TEXTO PARA LEER →
********************

Los asesinos ingresaron varias veces a la casa del pastor Murinzi en busca de tutsis ocultos. Durante uno de esos episodios, la vida de Immaculée cambió para siempre. Era temprano. Ella se estiró y, a través de la pequeña ventana del baño, los vio entrar con machetes en sus manos. Eran personas de su aldea, personas que antes solían saludarla amablemente por la calle. Uno de ellos, incluso, había ido con ella a la primaria.
“Era imposible que no nos encontraran; sabía que mi vida había terminado. Sentí como si millones de agujas me atravesaran. Pensé: ¿será ya demasiado tarde para empezar a rezar? Entonces le pedí a Dios una señal: ‘Dios, por favor, te pido que los asesinos no abran la puerta del baño. Le rogué con cada célula de mi cuerpo. Después, me desmayé. Horas más tarde, el pastor abrió la puerta y nos contó todo. Los asesinos habían entrado a todas las habitaciones, habían revisado abajo de las camas, dentro de los armarios. Incluso, habían abierto las valijas. Al final, uno fue hasta la puerta del baño, tocó el picaporte y en ese mismo momento, dijo: ‘¿Sabés qué? Te creemos’. Y se fueron. Lo primero que pensé no fue: ‘Genial, ¡sobrevivimos!’, sino: ‘Oh mi Dios, ¡Dios es real!”.

********************

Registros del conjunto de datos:
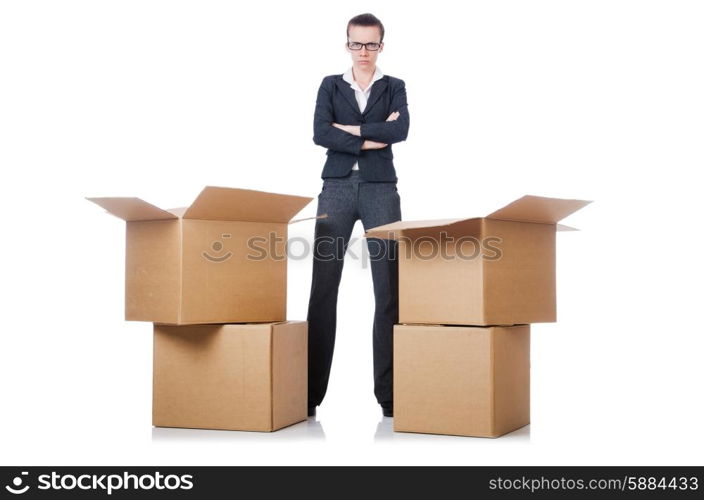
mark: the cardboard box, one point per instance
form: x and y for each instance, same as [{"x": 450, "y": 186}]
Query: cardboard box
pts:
[
  {"x": 247, "y": 377},
  {"x": 493, "y": 270},
  {"x": 465, "y": 381},
  {"x": 220, "y": 260}
]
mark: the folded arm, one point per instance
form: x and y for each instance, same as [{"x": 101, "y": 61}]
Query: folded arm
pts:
[
  {"x": 390, "y": 131},
  {"x": 324, "y": 133}
]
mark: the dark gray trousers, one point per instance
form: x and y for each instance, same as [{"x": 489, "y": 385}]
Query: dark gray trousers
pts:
[{"x": 346, "y": 200}]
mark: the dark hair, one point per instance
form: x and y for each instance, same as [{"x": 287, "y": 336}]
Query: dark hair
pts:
[{"x": 366, "y": 20}]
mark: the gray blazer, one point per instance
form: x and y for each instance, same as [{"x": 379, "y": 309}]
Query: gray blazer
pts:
[{"x": 336, "y": 103}]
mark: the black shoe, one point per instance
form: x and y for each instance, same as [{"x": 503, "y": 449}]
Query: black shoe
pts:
[{"x": 387, "y": 411}]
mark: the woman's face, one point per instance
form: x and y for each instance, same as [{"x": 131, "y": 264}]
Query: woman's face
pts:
[{"x": 363, "y": 58}]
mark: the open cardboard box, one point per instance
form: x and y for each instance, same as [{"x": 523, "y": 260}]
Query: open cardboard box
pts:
[
  {"x": 220, "y": 260},
  {"x": 493, "y": 270}
]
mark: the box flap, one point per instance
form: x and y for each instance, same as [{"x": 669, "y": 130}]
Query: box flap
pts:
[
  {"x": 323, "y": 216},
  {"x": 222, "y": 203},
  {"x": 132, "y": 209},
  {"x": 538, "y": 209},
  {"x": 396, "y": 229}
]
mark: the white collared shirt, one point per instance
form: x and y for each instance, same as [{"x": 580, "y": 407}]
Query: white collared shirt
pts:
[{"x": 362, "y": 96}]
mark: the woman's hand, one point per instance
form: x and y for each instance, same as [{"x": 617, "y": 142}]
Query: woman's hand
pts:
[
  {"x": 350, "y": 129},
  {"x": 373, "y": 145}
]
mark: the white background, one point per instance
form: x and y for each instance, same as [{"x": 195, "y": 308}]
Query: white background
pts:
[{"x": 596, "y": 100}]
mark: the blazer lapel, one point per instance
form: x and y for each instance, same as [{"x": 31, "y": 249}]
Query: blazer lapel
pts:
[
  {"x": 378, "y": 88},
  {"x": 348, "y": 93}
]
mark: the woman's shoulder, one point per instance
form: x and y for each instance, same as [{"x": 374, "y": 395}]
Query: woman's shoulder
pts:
[{"x": 394, "y": 81}]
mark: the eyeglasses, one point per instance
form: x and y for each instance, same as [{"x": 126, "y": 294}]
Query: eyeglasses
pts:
[{"x": 358, "y": 46}]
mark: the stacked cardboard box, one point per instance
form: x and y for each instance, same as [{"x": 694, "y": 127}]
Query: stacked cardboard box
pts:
[
  {"x": 468, "y": 291},
  {"x": 212, "y": 279}
]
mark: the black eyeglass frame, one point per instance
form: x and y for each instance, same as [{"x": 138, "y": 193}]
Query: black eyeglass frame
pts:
[{"x": 364, "y": 45}]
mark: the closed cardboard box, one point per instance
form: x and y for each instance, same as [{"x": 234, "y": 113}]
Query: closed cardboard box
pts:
[
  {"x": 465, "y": 381},
  {"x": 247, "y": 377},
  {"x": 493, "y": 270},
  {"x": 220, "y": 260}
]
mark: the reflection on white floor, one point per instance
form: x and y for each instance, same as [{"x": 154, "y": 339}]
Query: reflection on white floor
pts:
[
  {"x": 307, "y": 430},
  {"x": 313, "y": 430},
  {"x": 385, "y": 432}
]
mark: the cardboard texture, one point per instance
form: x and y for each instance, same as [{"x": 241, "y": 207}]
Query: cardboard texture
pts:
[
  {"x": 247, "y": 377},
  {"x": 220, "y": 260},
  {"x": 464, "y": 381},
  {"x": 493, "y": 270}
]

********************

EJERCICIO ESCRITO 1 →
Responde estas preguntas sobre el relato de Immaculée:
(a) ¿Qué llevaban en las manos los asesinos cuando ella los vio entrar?
(b) ¿Qué señal le pidió Immaculée a Dios?
(c) ¿Qué dijo el asesino que tocó el picaporte de la puerta del baño?
EJERCICIO ESCRITO 2 →
Según el relato de Immaculée, ¿por qué entraron varias veces los asesinos a la casa del pastor Murinzi? Explícalo en una a tres oraciones.

RESULTADO DEL EJERCICIO 1 →
(a) Llevaban machetes.
(b) Le pidió que los asesinos no abrieran la puerta del baño.
(c) Dijo: "¿Sabés qué? Te creemos".

RESULTADO DEL EJERCICIO 2 →
Entraron varias veces a la casa del pastor Murinzi en busca de tutsis ocultos. Por eso, en uno de esos ingresos revisaron todas las habitaciones, debajo de las camas, los armarios y hasta las valijas.